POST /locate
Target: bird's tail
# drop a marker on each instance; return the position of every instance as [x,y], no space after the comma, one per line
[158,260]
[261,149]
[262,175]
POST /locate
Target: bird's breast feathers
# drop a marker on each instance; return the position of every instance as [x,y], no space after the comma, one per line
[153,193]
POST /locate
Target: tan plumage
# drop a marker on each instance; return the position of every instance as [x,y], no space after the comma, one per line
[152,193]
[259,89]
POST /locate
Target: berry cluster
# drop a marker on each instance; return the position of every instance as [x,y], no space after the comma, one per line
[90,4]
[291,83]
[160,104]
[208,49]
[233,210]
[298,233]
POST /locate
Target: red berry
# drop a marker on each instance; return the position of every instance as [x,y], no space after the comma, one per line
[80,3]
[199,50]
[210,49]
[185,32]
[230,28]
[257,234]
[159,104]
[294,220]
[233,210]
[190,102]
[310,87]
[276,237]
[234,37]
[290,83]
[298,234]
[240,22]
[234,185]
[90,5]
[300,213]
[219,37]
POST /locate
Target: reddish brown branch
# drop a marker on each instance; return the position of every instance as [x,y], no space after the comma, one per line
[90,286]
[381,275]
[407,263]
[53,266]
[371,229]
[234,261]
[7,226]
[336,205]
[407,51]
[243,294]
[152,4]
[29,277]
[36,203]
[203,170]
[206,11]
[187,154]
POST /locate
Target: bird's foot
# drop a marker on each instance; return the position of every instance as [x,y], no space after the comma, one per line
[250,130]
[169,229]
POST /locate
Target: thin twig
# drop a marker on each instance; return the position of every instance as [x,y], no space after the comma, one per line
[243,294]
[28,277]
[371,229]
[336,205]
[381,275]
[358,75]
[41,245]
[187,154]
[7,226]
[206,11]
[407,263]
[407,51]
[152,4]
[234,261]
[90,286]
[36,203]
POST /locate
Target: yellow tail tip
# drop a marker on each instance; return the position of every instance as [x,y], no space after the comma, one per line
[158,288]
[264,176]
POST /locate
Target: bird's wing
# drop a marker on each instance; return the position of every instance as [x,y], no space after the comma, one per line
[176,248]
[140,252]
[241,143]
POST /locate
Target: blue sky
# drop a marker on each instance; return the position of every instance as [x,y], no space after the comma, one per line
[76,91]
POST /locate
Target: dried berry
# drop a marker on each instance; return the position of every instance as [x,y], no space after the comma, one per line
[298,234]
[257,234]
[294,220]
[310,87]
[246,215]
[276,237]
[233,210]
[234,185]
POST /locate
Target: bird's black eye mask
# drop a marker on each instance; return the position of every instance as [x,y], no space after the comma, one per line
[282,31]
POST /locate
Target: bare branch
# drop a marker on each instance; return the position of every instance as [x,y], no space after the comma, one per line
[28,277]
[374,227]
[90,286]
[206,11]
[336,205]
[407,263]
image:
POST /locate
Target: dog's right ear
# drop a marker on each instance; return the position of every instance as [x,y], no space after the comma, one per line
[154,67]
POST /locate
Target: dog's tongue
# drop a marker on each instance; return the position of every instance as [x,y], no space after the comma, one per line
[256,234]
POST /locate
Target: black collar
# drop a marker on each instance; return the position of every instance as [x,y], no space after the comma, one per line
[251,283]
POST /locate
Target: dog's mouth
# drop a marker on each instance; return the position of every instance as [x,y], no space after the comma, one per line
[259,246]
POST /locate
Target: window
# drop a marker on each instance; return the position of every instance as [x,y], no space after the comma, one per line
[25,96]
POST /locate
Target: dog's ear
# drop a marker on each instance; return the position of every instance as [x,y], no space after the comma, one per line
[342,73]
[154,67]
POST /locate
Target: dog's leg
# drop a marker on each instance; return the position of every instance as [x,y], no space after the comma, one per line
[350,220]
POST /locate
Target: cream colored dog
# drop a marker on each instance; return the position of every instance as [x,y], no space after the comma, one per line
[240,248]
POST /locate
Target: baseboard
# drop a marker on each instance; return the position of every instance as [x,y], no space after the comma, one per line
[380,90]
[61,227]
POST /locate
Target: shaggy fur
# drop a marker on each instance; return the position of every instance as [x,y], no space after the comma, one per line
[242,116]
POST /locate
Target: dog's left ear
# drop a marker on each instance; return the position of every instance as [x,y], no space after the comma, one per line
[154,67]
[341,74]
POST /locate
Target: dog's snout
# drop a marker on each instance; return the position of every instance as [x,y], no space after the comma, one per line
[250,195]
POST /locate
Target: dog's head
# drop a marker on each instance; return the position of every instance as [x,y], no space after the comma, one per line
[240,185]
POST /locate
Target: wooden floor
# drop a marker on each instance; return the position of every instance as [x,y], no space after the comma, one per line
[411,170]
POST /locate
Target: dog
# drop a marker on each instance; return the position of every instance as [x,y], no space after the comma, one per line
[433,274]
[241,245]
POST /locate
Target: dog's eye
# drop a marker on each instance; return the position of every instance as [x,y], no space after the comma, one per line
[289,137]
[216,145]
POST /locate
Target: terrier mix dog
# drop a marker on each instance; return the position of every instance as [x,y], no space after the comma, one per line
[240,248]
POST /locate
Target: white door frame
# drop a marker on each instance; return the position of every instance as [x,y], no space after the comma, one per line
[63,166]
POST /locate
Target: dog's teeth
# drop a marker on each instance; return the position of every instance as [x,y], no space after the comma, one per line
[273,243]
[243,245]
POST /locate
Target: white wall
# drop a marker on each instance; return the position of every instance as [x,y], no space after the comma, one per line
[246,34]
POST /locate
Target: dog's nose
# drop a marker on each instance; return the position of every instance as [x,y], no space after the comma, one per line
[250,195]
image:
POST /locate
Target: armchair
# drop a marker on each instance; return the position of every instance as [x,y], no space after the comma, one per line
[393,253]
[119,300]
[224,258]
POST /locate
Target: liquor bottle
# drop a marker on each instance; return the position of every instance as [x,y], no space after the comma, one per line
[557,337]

------------------------------

Aim — List every line of the material that contains the word "branch", with case counting.

Result of this exercise —
Target: reddish brown branch
Target: bare branch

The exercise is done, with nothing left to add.